> **Task description**:
A faithful transcription of all the records is required.

> **Data shown**:

────────

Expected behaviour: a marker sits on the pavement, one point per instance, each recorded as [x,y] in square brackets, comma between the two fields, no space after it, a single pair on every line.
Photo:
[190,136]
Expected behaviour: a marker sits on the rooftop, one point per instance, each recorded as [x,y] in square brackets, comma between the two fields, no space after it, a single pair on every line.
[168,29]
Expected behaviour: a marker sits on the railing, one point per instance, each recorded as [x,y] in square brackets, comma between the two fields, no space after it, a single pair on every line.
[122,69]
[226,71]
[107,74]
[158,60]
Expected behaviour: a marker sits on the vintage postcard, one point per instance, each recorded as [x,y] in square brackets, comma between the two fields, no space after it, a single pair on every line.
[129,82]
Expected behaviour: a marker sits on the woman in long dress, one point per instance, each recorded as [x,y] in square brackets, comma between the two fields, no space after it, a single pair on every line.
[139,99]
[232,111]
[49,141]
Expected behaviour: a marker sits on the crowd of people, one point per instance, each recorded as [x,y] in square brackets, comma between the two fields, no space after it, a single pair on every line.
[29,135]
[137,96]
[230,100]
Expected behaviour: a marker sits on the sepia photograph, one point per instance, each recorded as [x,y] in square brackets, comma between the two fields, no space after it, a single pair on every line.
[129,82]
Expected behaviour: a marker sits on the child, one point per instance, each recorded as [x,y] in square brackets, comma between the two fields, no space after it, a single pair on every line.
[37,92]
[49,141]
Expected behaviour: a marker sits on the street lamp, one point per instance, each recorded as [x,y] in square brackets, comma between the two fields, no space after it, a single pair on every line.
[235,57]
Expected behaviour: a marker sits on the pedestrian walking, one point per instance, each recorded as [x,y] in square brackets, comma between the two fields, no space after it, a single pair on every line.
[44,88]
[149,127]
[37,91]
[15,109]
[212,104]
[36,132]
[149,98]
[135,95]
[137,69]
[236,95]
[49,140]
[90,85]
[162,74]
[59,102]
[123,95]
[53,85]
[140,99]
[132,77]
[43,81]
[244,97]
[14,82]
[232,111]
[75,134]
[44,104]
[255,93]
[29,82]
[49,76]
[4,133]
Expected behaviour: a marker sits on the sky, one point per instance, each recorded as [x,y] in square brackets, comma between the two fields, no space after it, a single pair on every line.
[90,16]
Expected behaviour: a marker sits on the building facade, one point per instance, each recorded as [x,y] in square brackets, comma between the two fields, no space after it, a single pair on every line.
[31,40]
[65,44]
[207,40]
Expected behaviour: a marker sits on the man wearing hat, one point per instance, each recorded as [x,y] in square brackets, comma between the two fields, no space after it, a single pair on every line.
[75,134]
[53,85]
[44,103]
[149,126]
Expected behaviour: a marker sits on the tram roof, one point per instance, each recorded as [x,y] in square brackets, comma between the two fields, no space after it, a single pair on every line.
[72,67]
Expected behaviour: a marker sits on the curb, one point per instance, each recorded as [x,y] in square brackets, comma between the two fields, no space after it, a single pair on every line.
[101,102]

────────

> **Expected answer**:
Expected behaviour: a marker sits on the pavement, one point per instance, each recorded as [x,y] in square brackets, comma between the two fields, no space after it, a single pair on every line.
Photo:
[190,136]
Expected behaviour: a marker sits on the rooftop, one point per instance, each recorded as [x,y] in square brackets, comma between the two fields, no space after it, a single pair on every line.
[168,29]
Expected behaviour: a marker sits on the railing, one point per instance, each recorded as [x,y] in square brackets, comma between the two fields, no space after it, a single pair on every line.
[122,69]
[226,71]
[107,74]
[158,60]
Expected behaviour: a marker sits on the vintage postcard, one point per instance, each recorded as [x,y] in square brackets, comma between the two fields, no space after it, a single pair on every line.
[129,82]
Expected behaviour: a marker sits on the woman in long dress, one point per instance, each recorded as [x,y] in square brackets, comma between the two fields, no space after it, a single pair on every line.
[139,99]
[232,111]
[49,141]
Expected behaviour: a marker sits on the crowd of people, one point per instance, each recorded as [x,y] in square brackets, comma between the two fields, no space after it, a single pair on every line.
[29,135]
[137,96]
[230,100]
Expected behaviour: a marker sits on the sepia photograph, one point per instance, each recorded as [x,y] in square brackets, comma between the two fields, no space after it, a single pair on every line.
[129,82]
Expected behaviour: a marker sits on the child, one point per instance, each recorded as [x,y] in square brackets, comma between the two fields, no space after it, a single pair on every line.
[37,92]
[49,141]
Expected behaviour: a marker sits on the street lamp, one point per instance, each recorded as [x,y] in square brackets, comma between the two fields, no space after it, a single pair on every line.
[235,57]
Expected behaviour: a marker sits on the pedestrian walking, one point per instance, each recorded as [x,y] in square brackets, comma between the two fields, no space after it, a single pair on every line.
[44,88]
[149,127]
[37,91]
[15,109]
[212,104]
[36,132]
[149,98]
[135,95]
[137,69]
[236,95]
[49,140]
[90,85]
[162,74]
[59,102]
[123,95]
[53,85]
[140,99]
[132,77]
[43,81]
[244,97]
[14,82]
[232,111]
[75,134]
[44,104]
[255,93]
[29,82]
[49,76]
[4,133]
Expected behaviour: a marker sits on the sky, one point per instance, each recorded as [x,y] in square brackets, comma between the two fields, no space after it, a single pair on every line.
[90,16]
Expected behaviour: a marker sits on the building facade, one point per instance, each recorded as [x,y] in square brackets, comma between the two fields, no space after it, a single pair on every line.
[31,40]
[65,44]
[207,40]
Expected behaviour: a marker sits on the man wearing hat, one point per instance, each recorded as [x,y] in square brackets, comma between the two fields, no space after it, a single pair on every line.
[75,134]
[53,85]
[44,103]
[149,126]
Expected behaviour: a marker sits on the tram roof, one point per instance, each recorded as [x,y] in square brackets, comma between the two fields, no space after it, a single pair on every line.
[72,67]
Expected behaviour: a marker sits on the curb, one point per instance, each recorded as [x,y] in square brackets, comma between the two fields, no space after it, a single pair on every line.
[101,102]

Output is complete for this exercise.